# Instructions for the task:
In the items below, swap each "Segment" for "Outline" and give the lines back with nothing else changed. Leave the pictures out.

# Data provided:
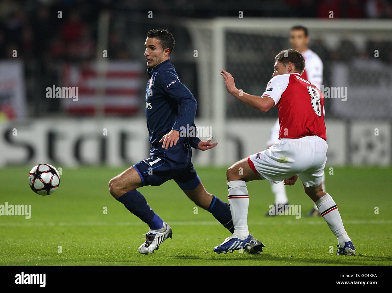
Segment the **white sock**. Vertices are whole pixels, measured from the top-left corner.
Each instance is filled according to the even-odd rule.
[[[336,204],[328,194],[317,201],[316,204],[332,233],[338,237],[339,246],[343,247],[345,243],[351,239],[345,230]]]
[[[283,184],[283,181],[278,184],[271,183],[271,190],[275,195],[275,201],[279,204],[285,204],[289,202],[289,199],[286,194],[286,186]]]
[[[245,181],[236,180],[227,183],[229,203],[234,225],[233,235],[238,239],[246,239],[248,230],[248,208],[249,195]]]

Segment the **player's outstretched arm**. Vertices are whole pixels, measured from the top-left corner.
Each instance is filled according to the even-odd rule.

# Answer to this task:
Outline the **white sock**. Vertices are whole pixels, measured from the top-left corner.
Each instance is filled according to the even-odd rule.
[[[336,204],[328,194],[317,201],[316,204],[332,233],[338,237],[339,246],[343,247],[345,243],[351,239],[345,230]]]
[[[283,184],[283,181],[278,184],[271,183],[271,190],[275,195],[275,201],[279,204],[285,204],[289,202],[289,199],[286,194],[286,186]]]
[[[245,181],[236,180],[227,183],[229,203],[234,225],[233,235],[238,239],[246,239],[248,230],[248,208],[249,195]]]

Outline the **player's outstretched arm**. Vertices are whole pixels, measured from the top-left corner.
Each instance is filled according to the even-odd rule.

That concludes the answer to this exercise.